● GIVEN PROBLEM: Every line from the one with "Place a point on each instance of the small" to the end of the data needs to be copied exactly, and no line before it.

───── MATERIAL

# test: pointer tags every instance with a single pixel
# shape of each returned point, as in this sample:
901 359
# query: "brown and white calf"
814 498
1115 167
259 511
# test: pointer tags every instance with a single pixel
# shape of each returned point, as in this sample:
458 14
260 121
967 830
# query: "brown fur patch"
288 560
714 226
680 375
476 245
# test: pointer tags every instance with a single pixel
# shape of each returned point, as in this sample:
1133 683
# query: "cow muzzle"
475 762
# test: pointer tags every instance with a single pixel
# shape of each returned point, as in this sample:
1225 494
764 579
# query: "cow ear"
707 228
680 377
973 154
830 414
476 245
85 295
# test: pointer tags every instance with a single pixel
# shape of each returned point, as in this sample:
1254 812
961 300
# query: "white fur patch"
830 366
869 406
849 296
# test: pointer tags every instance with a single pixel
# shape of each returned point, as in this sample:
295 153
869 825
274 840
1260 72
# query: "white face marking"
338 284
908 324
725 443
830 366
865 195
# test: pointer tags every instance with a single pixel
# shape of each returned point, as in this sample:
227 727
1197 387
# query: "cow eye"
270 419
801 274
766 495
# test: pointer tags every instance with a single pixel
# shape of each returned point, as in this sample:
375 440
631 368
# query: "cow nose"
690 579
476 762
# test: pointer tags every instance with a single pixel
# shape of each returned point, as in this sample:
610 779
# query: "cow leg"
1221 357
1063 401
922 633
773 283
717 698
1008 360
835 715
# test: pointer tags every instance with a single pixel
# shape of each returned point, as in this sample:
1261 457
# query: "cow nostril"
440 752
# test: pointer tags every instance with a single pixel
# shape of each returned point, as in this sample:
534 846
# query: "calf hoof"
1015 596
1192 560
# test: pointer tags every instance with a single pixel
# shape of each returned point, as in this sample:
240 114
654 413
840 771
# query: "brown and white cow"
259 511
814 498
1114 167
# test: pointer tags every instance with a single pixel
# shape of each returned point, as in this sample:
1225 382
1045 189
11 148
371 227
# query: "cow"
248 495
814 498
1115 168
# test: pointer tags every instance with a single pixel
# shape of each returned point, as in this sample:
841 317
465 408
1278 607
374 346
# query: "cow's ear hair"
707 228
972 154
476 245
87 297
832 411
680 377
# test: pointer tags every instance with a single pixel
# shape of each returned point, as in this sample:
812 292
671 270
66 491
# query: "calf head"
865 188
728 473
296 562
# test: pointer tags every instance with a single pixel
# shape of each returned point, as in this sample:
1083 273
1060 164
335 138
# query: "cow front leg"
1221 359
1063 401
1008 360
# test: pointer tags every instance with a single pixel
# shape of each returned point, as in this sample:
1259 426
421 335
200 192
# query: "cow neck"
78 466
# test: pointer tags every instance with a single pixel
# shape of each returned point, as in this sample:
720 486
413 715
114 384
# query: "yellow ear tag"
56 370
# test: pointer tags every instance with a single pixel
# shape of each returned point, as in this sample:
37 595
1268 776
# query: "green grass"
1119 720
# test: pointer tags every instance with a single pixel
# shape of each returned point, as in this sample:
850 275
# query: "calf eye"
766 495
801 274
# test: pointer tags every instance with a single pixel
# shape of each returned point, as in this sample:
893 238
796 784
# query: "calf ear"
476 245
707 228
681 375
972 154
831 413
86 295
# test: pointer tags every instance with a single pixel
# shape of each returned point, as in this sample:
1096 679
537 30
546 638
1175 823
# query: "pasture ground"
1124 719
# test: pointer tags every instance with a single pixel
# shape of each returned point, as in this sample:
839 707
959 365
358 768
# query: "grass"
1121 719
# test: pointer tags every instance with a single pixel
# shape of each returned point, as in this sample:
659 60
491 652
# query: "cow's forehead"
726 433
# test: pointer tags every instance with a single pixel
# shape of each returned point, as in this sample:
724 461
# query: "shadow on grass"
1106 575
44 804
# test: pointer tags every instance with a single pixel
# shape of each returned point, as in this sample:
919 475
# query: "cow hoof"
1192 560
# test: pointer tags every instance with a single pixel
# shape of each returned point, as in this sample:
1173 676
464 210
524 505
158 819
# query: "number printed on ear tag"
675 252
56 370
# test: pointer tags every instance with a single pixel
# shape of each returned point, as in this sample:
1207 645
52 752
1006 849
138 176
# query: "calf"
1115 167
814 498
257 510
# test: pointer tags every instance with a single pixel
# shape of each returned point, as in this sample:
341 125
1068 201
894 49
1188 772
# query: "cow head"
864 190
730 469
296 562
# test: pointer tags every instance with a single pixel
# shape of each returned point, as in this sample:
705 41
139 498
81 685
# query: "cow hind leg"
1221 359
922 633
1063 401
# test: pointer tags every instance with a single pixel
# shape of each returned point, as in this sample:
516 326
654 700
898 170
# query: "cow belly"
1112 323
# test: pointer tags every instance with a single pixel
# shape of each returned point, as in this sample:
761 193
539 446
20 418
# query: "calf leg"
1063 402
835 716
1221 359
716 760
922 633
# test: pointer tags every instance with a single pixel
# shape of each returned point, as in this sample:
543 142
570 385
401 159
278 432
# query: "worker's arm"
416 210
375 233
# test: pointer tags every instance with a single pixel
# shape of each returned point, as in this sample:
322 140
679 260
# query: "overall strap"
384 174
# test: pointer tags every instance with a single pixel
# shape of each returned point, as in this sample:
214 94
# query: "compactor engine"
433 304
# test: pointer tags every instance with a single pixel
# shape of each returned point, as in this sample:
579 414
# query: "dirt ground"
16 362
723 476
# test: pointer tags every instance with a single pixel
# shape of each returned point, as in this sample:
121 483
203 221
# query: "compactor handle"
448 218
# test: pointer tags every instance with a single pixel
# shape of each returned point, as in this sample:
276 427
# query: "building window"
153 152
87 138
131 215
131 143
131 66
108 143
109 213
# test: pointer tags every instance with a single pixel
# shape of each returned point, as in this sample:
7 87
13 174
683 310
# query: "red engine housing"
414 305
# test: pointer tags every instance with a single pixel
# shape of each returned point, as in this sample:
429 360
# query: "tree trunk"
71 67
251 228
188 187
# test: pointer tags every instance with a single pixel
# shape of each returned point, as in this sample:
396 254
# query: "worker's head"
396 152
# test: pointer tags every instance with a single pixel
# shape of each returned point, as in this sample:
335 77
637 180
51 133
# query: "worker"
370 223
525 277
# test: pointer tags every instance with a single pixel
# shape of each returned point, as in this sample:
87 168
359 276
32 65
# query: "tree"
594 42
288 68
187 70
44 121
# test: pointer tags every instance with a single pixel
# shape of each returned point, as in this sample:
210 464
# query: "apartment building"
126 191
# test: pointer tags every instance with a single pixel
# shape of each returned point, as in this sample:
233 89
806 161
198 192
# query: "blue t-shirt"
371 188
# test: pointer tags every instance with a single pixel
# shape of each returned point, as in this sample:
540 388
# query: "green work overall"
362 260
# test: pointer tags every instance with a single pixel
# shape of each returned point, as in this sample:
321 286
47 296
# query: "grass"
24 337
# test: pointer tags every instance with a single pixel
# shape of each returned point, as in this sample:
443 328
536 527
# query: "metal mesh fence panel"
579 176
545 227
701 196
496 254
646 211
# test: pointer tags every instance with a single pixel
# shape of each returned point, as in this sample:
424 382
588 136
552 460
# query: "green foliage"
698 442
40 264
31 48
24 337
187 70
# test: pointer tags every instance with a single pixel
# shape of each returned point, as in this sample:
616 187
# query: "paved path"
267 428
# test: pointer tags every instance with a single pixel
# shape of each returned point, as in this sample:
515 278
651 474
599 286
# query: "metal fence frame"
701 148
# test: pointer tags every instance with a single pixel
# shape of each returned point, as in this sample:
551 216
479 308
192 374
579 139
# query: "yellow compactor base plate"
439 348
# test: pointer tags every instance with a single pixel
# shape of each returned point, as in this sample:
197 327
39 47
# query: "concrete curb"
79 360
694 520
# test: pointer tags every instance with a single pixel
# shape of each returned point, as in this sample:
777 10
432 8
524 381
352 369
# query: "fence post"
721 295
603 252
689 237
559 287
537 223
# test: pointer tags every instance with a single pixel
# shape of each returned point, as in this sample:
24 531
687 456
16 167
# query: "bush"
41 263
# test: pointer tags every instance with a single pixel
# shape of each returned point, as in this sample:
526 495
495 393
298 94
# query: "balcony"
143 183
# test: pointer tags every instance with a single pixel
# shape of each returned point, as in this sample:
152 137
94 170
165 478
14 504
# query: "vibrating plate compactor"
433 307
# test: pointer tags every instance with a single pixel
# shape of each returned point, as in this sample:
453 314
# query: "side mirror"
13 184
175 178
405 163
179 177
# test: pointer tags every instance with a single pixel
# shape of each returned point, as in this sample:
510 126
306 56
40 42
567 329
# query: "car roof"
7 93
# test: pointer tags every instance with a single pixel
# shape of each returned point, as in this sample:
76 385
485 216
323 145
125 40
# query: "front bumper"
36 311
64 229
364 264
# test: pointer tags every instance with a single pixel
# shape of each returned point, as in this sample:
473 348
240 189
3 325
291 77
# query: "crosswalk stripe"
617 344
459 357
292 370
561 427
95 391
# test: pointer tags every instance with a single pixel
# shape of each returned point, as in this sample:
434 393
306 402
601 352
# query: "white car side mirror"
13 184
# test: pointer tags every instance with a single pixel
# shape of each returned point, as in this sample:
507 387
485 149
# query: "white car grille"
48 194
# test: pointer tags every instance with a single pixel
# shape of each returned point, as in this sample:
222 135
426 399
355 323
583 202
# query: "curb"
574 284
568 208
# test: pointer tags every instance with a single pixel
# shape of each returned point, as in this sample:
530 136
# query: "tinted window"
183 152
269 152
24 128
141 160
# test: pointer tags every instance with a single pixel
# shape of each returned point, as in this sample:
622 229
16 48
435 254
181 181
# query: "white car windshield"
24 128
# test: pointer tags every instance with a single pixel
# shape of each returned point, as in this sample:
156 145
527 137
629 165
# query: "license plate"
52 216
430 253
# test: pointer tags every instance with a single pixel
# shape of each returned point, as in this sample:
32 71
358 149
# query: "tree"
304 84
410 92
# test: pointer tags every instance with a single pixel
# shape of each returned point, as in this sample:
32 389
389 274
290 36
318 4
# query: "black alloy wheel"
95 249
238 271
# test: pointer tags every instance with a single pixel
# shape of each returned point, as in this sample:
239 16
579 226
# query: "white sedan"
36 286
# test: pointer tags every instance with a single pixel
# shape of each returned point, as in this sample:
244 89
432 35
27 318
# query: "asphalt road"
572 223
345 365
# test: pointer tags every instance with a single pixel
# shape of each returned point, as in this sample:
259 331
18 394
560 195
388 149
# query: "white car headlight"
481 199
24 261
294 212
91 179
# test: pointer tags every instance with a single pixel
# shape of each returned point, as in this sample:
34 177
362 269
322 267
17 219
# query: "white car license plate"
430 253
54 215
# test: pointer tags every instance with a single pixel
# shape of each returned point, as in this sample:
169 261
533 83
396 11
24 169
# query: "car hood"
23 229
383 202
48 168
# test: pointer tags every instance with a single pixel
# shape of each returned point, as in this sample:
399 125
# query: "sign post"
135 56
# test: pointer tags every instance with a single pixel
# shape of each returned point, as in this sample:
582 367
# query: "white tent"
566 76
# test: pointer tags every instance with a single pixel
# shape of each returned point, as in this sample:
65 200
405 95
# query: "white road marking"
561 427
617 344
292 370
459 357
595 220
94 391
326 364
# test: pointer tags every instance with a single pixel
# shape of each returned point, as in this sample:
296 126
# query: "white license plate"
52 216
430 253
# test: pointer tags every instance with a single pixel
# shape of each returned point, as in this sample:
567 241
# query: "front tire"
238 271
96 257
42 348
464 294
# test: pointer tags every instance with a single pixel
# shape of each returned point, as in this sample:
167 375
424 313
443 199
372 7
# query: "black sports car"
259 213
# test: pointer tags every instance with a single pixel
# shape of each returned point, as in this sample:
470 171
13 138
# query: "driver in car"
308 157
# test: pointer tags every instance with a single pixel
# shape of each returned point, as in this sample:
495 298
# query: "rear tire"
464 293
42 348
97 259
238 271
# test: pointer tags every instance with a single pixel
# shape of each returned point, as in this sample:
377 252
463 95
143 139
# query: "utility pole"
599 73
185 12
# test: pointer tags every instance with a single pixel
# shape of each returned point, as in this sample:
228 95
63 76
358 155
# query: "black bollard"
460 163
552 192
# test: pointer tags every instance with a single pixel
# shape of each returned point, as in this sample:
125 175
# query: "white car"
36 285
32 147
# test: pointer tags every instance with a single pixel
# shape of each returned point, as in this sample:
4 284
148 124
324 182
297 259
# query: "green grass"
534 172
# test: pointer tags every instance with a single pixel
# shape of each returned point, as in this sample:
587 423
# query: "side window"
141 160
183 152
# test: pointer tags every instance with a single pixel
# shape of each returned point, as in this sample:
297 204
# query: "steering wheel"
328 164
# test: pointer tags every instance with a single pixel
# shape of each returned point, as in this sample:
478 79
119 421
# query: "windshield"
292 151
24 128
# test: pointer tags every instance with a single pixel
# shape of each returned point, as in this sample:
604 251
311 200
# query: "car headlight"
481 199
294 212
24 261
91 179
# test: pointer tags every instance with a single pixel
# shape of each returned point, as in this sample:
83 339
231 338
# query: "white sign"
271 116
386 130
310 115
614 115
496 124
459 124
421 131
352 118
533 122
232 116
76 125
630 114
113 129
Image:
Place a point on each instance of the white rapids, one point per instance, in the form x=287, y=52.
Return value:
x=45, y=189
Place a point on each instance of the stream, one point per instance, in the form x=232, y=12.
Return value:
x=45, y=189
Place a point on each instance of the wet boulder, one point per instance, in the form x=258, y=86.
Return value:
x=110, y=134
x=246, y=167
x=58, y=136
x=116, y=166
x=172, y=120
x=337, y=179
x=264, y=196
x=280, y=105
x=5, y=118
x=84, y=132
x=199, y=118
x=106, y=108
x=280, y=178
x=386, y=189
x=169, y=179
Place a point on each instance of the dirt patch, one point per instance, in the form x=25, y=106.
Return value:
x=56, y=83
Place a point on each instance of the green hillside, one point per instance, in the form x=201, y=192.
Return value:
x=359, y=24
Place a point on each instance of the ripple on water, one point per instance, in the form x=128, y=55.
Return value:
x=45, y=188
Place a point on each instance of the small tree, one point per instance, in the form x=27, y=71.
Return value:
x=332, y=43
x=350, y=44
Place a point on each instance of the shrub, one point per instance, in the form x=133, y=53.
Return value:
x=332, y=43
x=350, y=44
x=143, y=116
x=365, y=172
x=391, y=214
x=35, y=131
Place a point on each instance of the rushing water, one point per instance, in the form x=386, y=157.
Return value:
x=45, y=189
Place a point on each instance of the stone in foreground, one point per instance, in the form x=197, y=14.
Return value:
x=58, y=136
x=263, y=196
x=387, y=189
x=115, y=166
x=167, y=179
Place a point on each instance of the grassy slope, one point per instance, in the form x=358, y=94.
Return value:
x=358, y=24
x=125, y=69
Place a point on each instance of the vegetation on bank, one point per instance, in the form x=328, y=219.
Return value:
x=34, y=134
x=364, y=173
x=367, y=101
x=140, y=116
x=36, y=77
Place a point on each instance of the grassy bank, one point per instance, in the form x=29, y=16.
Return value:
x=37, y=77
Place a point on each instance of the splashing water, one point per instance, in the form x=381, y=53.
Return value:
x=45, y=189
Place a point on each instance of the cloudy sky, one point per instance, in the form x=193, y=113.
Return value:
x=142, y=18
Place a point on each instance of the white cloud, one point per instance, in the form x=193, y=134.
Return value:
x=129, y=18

──────────

● SOLVED EXERCISE:
Place a point on each instance of the small tree, one point per instance, in the form x=27, y=71.
Return value:
x=332, y=43
x=350, y=44
Place a point on each instance of the shrub, one point per instance, in the form x=133, y=53.
Return value:
x=332, y=43
x=350, y=44
x=143, y=116
x=365, y=172
x=391, y=214
x=35, y=131
Place a point on each instance of the rushing water, one point per instance, in the form x=386, y=157.
Return value:
x=45, y=189
Place a point on each instance of the stone in foreground, one point per instance, in the form x=197, y=14.
Return value:
x=58, y=136
x=263, y=196
x=387, y=189
x=115, y=166
x=167, y=179
Place a point on each instance of the grassy slope, one point per instance, in the form x=358, y=94.
Return value:
x=358, y=24
x=125, y=69
Place a point on each instance of the vegetation on bank, one point per instance, in the form x=328, y=219.
Return value:
x=34, y=134
x=364, y=173
x=367, y=101
x=140, y=116
x=36, y=77
Place a point on each instance of the grassy bank, one point per instance, in the form x=29, y=16.
Return value:
x=37, y=77
Place a point on each instance of the splashing water, one point per instance, in the form x=381, y=53.
Return value:
x=45, y=189
Place a point on each instance of the cloudy sky, one point per instance, in the form x=193, y=113.
Return value:
x=142, y=18
Place a point on each instance of the white cloud, one point per instance, in the form x=193, y=134.
Return value:
x=129, y=18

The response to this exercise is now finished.